_Given passage_:

-.-.-

Cristina Fernandez de Kirchner’s increasingly erratic reaction to the mysterious death of the prosecutor Alberto Nisman has taken yet another unexpected turn. The Argentine President will now disband Argentina’s intelligence service after claiming rogue agents may have murdered Mr Nisman.
In what was widely viewed as an attempt to combat the fallout from the death of Mr Nisman in his Buenos Aires apartment 10 days ago, Ms Fernandez said she would support a bill dissolving the security service – replacing it with a smaller, federally run agency. Ms Fernandez continues to deny she had sought to shield former Iranian officials suspected in the 1994 bombing of the Amia Jewish centre.
In a nationally televised address, her first since the death of Mr Nisman hours before he was to give potentially explosive testimony on the alleged cover-up, Ms Fernandez said the proposal to create a new spy agency would be presented to Congress by the end of the week. Ms Fernandez’s recent postings on social media have appeared to suggest that rogue spies may have orchestrated Mr Nisman’s death in a plot against her government.
When Mr Nisman died he was supposed to be under the protection of a 10-man security detail. He was not depressed, his friends have said, and in the hours before his death he was looking forward to revealing the alleged cover-up over the bombing.
Ms Fernandez said reforming the clandestine services was a “national debt” the country has had since the return of democracy in 1983. Government officials had previously labelled Mr Nisman’s allegations absurd.
Mr Nisman, 51, was found dead in the bathroom in his apartment with a bullet in his right temple. A gun was found next to him. Mr Nisman alleged Ms Fernandez secretly reached a deal to prevent prosecution of former Iranian officials accused of involvement in the bombing of Argentina’s largest Jewish centre, which killed 85 people. She allegedly reached the deal in exchange for economic and trade benefits with Iran.
Iran continues to deny the claims. “It’s unreasonable to think our government could even be suspected of such a manoeuvre,” said Ms Fernandez, addressing Mr Nisman’s claims for the first time on Monday night.
Mr Nisman’s death has produced anti-government protests across Argentina. Ms Fernandez noted that her predecessor, her husband and former President Nestor Kirchner, had appointed Mr Nisman to the case.

-.-.-

_Excerpted data_:
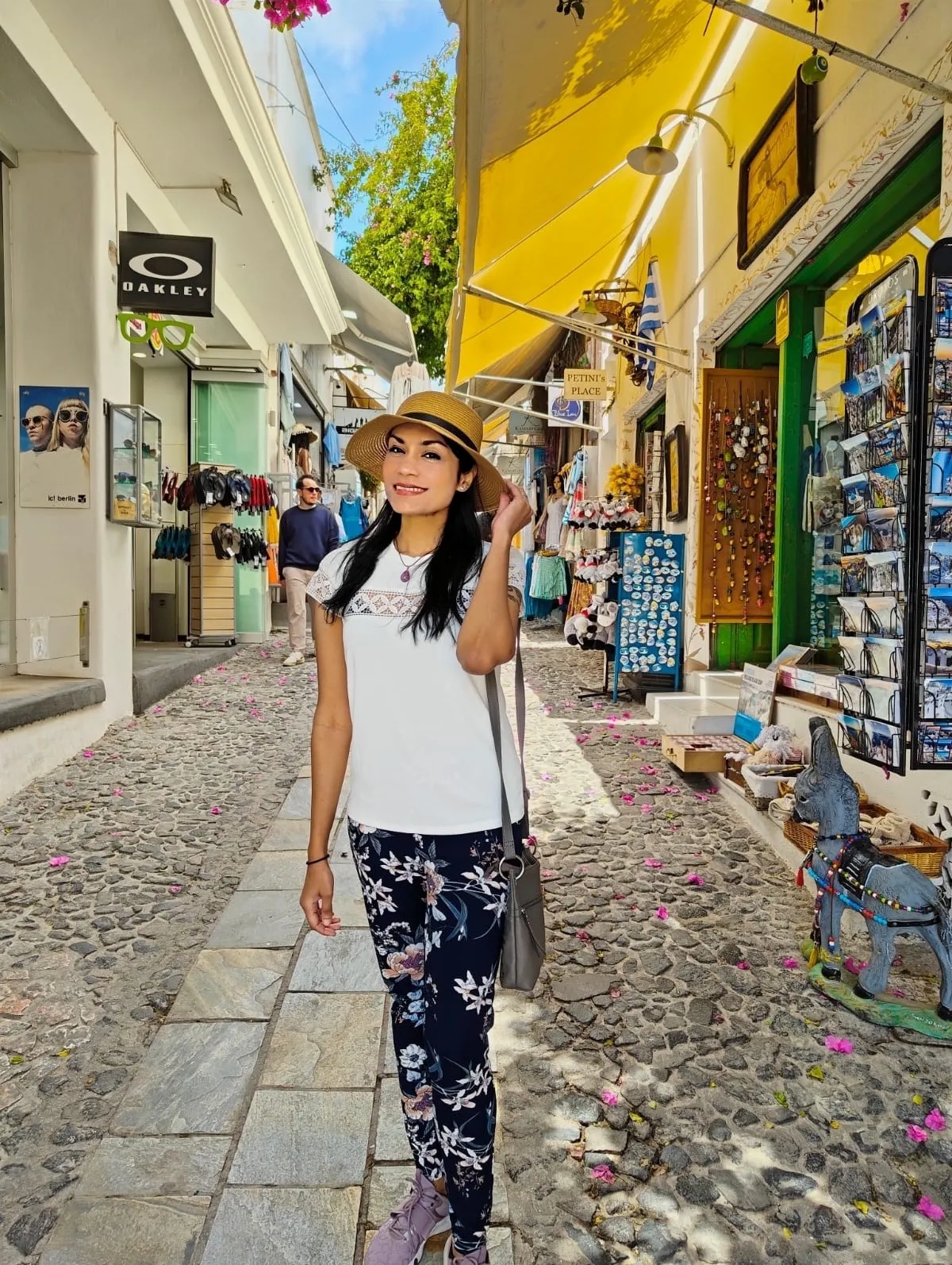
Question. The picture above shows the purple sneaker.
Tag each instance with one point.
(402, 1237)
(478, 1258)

-.-.-

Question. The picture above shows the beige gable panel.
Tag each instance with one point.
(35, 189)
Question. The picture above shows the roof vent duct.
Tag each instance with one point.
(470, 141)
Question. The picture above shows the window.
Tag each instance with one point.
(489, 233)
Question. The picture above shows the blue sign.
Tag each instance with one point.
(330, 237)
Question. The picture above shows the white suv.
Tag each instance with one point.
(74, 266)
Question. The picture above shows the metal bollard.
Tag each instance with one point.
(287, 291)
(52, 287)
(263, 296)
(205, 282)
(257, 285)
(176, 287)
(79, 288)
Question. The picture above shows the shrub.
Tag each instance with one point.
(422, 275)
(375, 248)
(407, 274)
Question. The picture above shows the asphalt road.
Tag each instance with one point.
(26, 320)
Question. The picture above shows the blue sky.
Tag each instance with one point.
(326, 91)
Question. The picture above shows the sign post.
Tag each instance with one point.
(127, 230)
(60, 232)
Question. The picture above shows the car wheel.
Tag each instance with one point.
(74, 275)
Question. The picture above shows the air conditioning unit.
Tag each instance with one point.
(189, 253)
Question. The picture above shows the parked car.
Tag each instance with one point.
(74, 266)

-.-.-

_Questions on the material_:
**a)** Answer these about the article on Alberto Nisman's death:
(i) How many people were killed in the bombing of Argentina's largest Jewish center?
(ii) How large was the security detail that was supposed to be protecting Mr Nisman?
(iii) Since what year has the country had the "national debt" of reforming the clandestine services, according to Ms Fernandez?
**b)** Reproduce the stretch of the Nisman article from "In a nationally" through "over the bombing.", word for word.

_Per-task outputs_:
**a)**
(i) 85 people
(ii) 10 men
(iii) 1983

**b)**
In a nationally televised address, her first since the death of Mr Nisman hours before he was to give potentially explosive testimony on the alleged cover-up, Ms Fernandez said the proposal to create a new spy agency would be presented to Congress by the end of the week. Ms Fernandez’s recent postings on social media have appeared to suggest that rogue spies may have orchestrated Mr Nisman’s death in a plot against her government.
When Mr Nisman died he was supposed to be under the protection of a 10-man security detail. He was not depressed, his friends have said, and in the hours before his death he was looking forward to revealing the alleged cover-up over the bombing.